Escribo este artículo bajo los influjos de la sorpresa que me produjo la repercusión que tuvo mi artículo de hace un par de semanas, “De cómo dejé de ser calvinista”, el cual no es nuevo y ya había sido publicado en la web “Karl Barth en Latinoamérica”, por invitación de mi maestro, el Dr. Alberto Roldán. En estos días que transcurrieron he intentado algunas respuestas provisorias que den cuenta de dicha repercusión, y comenzaré este escrito por explicitarlas. Las primeras reparan en detalles acaso frívolos:
1. El título llamó la atención por remedar (irónicamente) a viejos tratados de Filosofía clásica o de Teología patrística. Ese fue solo un “juego” de mi parte, un “guiño” al lector.
2. La extensión del artículo (no usual en escritos míos), en estos tiempos de 148 caracteres y de poca lectura, invitaba a leerlo.
3. El título anticipa alguna suerte de confesión personal y eso siempre despierta curiosidad.
Las otras razones que barajé como posibilidad fueron más de contenido:
1. “Lupa Protestante” tiene una mayoría de lectores calvinistas que se indignaron con mi defección.
2. “Lupa Protestante” tiene una mayoría de barthianos que se alegraron con mi declaración.

(Entradas de datos extraídas)
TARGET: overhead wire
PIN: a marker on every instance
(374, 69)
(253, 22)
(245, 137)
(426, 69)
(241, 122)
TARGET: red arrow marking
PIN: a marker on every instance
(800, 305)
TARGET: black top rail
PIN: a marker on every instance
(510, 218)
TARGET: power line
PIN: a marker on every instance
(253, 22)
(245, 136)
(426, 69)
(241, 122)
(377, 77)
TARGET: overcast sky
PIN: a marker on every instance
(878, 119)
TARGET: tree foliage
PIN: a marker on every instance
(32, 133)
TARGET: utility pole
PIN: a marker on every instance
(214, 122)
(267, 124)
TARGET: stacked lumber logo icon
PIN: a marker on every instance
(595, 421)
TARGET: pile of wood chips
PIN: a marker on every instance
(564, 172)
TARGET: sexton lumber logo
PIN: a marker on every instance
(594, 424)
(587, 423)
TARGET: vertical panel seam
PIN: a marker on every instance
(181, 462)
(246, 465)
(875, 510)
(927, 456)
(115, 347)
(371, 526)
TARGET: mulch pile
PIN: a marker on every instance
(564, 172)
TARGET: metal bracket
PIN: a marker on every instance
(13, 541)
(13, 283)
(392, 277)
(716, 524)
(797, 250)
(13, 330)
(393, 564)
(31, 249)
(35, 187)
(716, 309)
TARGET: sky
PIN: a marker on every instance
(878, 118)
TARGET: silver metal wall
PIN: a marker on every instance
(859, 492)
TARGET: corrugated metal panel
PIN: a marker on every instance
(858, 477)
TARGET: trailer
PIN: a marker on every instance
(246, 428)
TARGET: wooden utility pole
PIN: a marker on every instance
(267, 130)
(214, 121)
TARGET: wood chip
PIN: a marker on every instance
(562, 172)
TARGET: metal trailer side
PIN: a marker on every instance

> [Tareas pendientes]
- A) Sustituye "mayoría" por "minoría" y reproduce del artículo todo lo que va desde "2. La extensión" hasta "con mi declaración.".
- B) Según el artículo, ¿en qué web se había publicado antes "De cómo dejé de ser calvinista"?
Los registros no intervienen en esto.

> [Respuestas por tarea]
- A)
2. La extensión del artículo (no usual en escritos míos), en estos tiempos de 148 caracteres y de poca lectura, invitaba a leerlo.
3. El título anticipa alguna suerte de confesión personal y eso siempre despierta curiosidad.
Las otras razones que barajé como posibilidad fueron más de contenido:
1. “Lupa Protestante” tiene una minoría de lectores calvinistas que se indignaron con mi defección.
2. “Lupa Protestante” tiene una minoría de barthianos que se alegraron con mi declaración.

- B) En la web "Karl Barth en Latinoamérica".